--- START RECORD SET ---

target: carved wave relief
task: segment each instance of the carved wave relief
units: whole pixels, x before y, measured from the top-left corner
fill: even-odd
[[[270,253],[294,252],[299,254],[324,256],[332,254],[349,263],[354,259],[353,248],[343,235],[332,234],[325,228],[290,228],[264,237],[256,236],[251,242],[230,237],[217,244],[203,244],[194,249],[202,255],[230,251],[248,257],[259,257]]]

--- END RECORD SET ---

## [WORK TO BE COMPLETED]
Update these lines so that every "carved wave relief" becomes "sculpted wave frieze", and leave everything else unchanged.

## [WORKED ANSWER]
target: sculpted wave frieze
task: segment each instance of the sculpted wave frieze
units: whole pixels, x before y, measured from the top-left corner
fill: even-odd
[[[270,253],[294,252],[299,254],[324,256],[332,254],[349,263],[354,259],[353,248],[343,235],[332,234],[325,228],[290,228],[264,237],[256,236],[251,242],[230,237],[217,244],[203,244],[194,249],[202,255],[230,251],[248,257],[259,257]]]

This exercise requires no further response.